:: Tasks for this exercise ::
a) Answer these about the drought-duration post, one line each and marked (i), (ii), (iii) like the questions:
(i) When does a drought end?
(ii) How many months does the first drought event last in the worked example?
(iii) What name does the poster give the function they attempted to create?
b) In the drought-duration post, rewrite the passage starting at "Reputation: 37" and ending at "a positive value.", putting "index" in place of "SPI".

:: Text excerpt ::
○ ○ ○ ○ ○ ○ ○

Reputation: 37
I have data recording drought conditions over several months. I want to calculate the total duration of droughts and the average duration of droughts, with the condition that a drought starts when the SPI value falls below <=-1 for at least two consecutive months and ends when the SPI returns to a positive value.
Here's an example of SPI data:
data <- c(-1,-1,-1,-0.5,0,-0.5,-1,0,-1,-1,-0.8,0,0,0)
data[1:2] == conditions are met, drought start
data[1:4]
data[5] == values >= 0, drought stop
Drought Event == 1, with a 4 months of duration
data[5:8] == conditions are not met, at least two consecutive months
data[9:10]== conditions are met, drought start
data[9:11]
data[12] == values >= 0, drought stop
Drought Event == 1, with a 3 months of duration
Total Drought Event == 2
I have attempted to create a function as follows:
d.frequency <- function(x, na.rm= TRUE) {
rle_result <- rle(x <= -1)
drought_runs <- rle_result$values
drought_lengths <- rle_result$lengths
# Mencari indeks di mana kekeringan dimulai
drought_start_indices <- which(drought_runs & c(0, head(drought_runs, -1)) == FALSE)

○ ○ ○ ○ ○ ○ ○

:: Supplied data ::
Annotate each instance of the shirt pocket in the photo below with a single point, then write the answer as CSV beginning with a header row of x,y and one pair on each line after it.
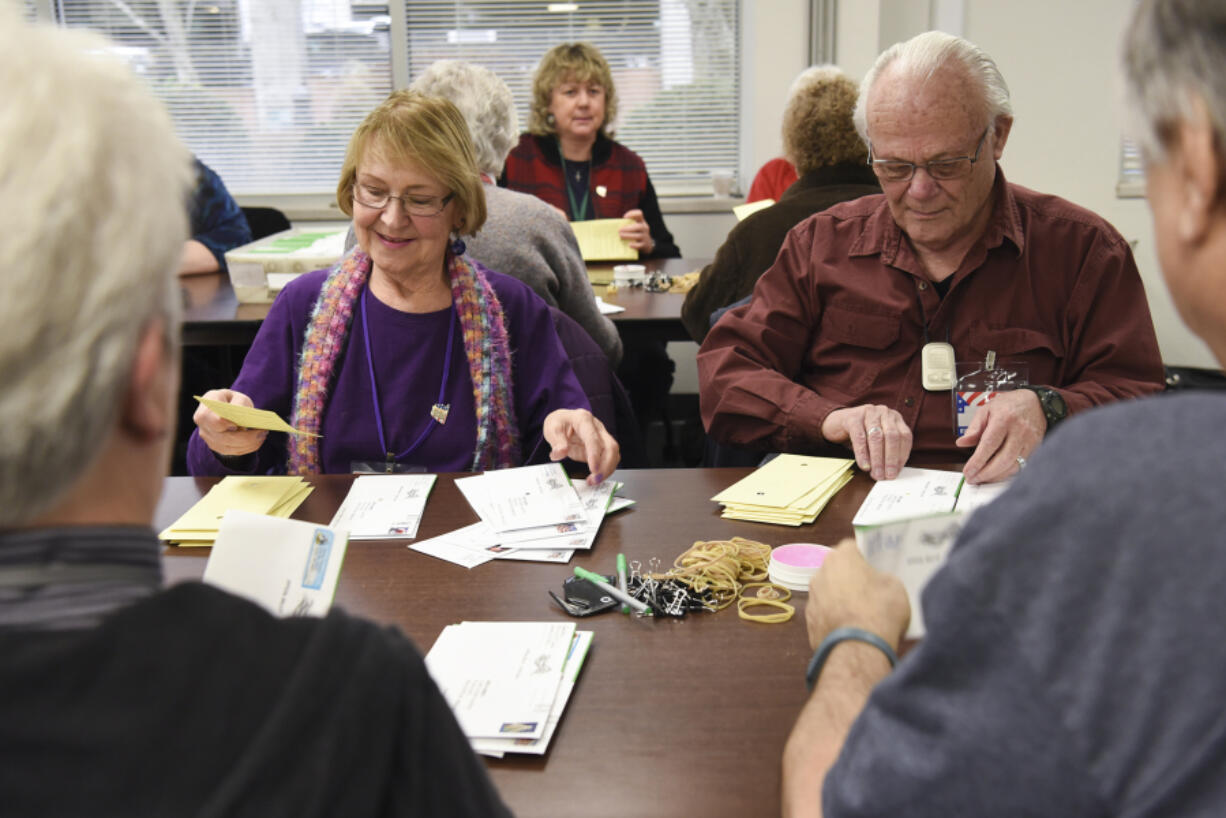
x,y
852,347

○ ○ ○ ○ ○ ○ ○

:: Final results ::
a)
(i) A drought ends when the SPI returns to a positive value.
(ii) It lasts 4 months.
(iii) d.frequency

b)
Reputation: 37
I have data recording drought conditions over several months. I want to calculate the total duration of droughts and the average duration of droughts, with the condition that a drought starts when the index value falls below <=-1 for at least two consecutive months and ends when the index returns to a positive value.